Provided text:
::::::
There also are strong free-speech and academic freedom provisions in the Report Pinciples:

d. Freedom of expression and freedom of inquiry are paramount in a public research university and form the bedrock on which our mission of discovery is founded. The University will vigorously defend the principles of the First Amendment and academic freedom against any efforts to subvert or abridge them.

e. Each member of the University community is entitled to speak, to be heard, and to be engaged based on the merits of their views, and unburdened by historical biases, stereotypes and prejudices. Discourse that reflects such biases, stereotypes or prejudice can undermine the equal and welcoming learning environment that the University of California strives to foster. The University seeks to educate members of the community to recognize, understand and avoid biases, stereotypes and prejudices. [Footnotes removed]

As such, the Report and the Principles attempt to strike a balance of condemning various forms of discrimination, including anti-Semitism in its various forms, while protecting speech and academic freedom. There is no sanction imposed on anyone who violates the Principles, and no prohibition against such advocacy.

Yet, there has been a concerted effort to get the Regents to reject the Report in its entirety, or at least to expunge the language regarding anti-Zionism.
::::::
Material supplied:

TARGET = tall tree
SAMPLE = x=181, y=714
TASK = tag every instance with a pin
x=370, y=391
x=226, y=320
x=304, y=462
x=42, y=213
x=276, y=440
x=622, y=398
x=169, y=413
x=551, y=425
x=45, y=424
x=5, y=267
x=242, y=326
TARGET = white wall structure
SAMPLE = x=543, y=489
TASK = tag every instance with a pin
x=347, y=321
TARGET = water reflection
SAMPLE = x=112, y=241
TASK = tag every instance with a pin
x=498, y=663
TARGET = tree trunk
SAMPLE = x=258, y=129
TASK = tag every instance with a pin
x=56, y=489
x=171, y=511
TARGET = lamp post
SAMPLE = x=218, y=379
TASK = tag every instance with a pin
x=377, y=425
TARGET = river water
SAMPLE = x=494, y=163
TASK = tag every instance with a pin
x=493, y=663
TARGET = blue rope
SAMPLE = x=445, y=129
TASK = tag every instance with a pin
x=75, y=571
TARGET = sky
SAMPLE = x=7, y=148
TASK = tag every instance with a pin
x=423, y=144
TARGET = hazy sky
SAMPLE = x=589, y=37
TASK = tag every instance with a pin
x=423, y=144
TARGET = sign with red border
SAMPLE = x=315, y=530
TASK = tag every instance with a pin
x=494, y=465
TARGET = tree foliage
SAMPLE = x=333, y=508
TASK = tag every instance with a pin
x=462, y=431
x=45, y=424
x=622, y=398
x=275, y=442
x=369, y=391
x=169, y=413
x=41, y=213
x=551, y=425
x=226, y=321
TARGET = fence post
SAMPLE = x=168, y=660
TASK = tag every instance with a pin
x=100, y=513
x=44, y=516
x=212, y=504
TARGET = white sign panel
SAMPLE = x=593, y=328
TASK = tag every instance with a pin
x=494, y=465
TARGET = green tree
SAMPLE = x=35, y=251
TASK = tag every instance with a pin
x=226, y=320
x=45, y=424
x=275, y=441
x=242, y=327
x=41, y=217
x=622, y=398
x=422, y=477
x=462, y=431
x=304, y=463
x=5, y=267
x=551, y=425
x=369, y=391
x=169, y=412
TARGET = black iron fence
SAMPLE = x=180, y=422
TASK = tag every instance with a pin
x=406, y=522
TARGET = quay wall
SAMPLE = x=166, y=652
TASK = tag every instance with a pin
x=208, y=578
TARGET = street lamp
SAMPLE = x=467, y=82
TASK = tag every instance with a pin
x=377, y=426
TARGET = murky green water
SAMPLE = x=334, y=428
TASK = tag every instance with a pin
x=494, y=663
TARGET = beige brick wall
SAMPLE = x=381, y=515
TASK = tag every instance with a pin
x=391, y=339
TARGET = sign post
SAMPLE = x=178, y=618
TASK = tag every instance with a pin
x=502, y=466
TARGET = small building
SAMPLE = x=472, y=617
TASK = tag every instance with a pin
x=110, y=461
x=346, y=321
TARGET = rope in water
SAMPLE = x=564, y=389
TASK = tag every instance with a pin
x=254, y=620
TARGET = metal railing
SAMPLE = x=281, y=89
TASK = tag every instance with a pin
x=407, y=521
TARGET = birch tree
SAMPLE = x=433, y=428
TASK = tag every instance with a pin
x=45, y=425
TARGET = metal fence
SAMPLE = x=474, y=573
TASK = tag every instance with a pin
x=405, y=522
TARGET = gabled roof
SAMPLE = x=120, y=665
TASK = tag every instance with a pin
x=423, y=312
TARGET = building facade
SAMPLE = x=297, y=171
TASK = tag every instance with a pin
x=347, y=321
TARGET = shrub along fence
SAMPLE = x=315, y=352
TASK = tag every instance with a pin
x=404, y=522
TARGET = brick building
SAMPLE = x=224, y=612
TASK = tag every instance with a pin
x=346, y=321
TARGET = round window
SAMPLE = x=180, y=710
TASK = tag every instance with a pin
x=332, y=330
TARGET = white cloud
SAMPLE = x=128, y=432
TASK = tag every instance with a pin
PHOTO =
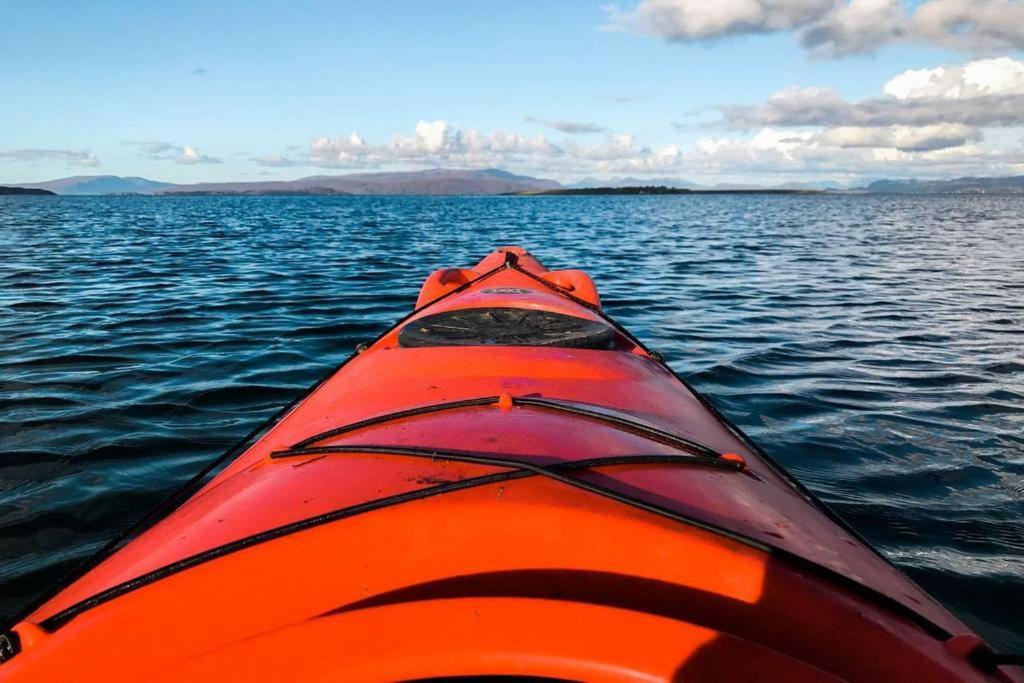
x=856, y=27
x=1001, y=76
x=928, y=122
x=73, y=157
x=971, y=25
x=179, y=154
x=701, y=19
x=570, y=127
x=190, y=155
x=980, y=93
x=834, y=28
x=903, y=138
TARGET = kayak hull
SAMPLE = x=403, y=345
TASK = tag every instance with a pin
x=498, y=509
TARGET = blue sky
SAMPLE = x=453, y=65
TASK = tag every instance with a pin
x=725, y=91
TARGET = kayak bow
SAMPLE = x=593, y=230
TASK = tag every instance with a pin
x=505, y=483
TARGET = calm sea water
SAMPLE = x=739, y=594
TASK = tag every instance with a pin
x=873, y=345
::::::
Activities:
a: In the passage on the University of California Principles, what sanction is imposed on anyone who violates the Principles?
b: Extend the passage on the University of California Principles by writing what comes after its final sentence.

Results of the tasks:
a: No sanction is imposed on anyone who violates the Principles.

b:
Some of that push back is in good faith (though I believe mistaken). For example, UCLA law professor Eugene Volokh argues:

I’m ethnically Jewish (I say “ethnically” because I’m not religious), and I support Israel. It’s the one democracy among its neighbors, and for all its flaws it’s doing a pretty good job faced with very difficult circumstances. Whatever one might say about whether Israel should have been created in 1948, it’s there, and undoing that decision would be a disaster in many ways. And I do think that a good deal of anti-Zionism is indeed anti-Semitic.

But I think the regents are flat wrong to say that “anti-Zionism” has “no place at the University of California.” Even though they’re not outright banning anti-Zionist speech, but rather trying to sharply condemn it, I think such statements by the regents chill debate, especially by university employees and students who (unlike me) lack tenure. (For more on that, see here.) And this debate must remain free, regardless of what the regents or I think is the right position in the debate.

Smilarly, Conor Friedersdorf argues in The Atlantic that the policy simply extends the same mistake of left-wing inspired speech codes. The L.A. Times Editorial Board insists that it is improper to consider anti-Zionism a form of anti-Semitism, while The FIRE criticizes the Report on free speech grounds.

Some of the opposition is not in good faith, such as that by Jewish Voice for Peace, which reads in part:

Given the current political climate of elevated rhetoric and violence against Black, Muslim, Latino and Arab students, it is remarkable that the main form of discrimination highlighted in the report and the principles is anti-Semitism….

We are deeply concerned that this report will be used by those whose interest is in silencing political criticism of Israel and policing student activism and academic freedom at the University of California.

Jewish Voice for Peace has no standing to object, since it is one of the principle purveyors of anti-Zionism, and uses the word “Jewish” in its title (even though it is not a “Jewish” organization) to provide cover for other groups. JVP seeks to silence Israeli and pro-Israel voices on campus and to damage academic freedom through its support of the anti-Israel academic boycott.

There already are broad anti-discrimination principles in place at various levels of the UC system. So it is hardly the case that unequivocal free speech is the norm.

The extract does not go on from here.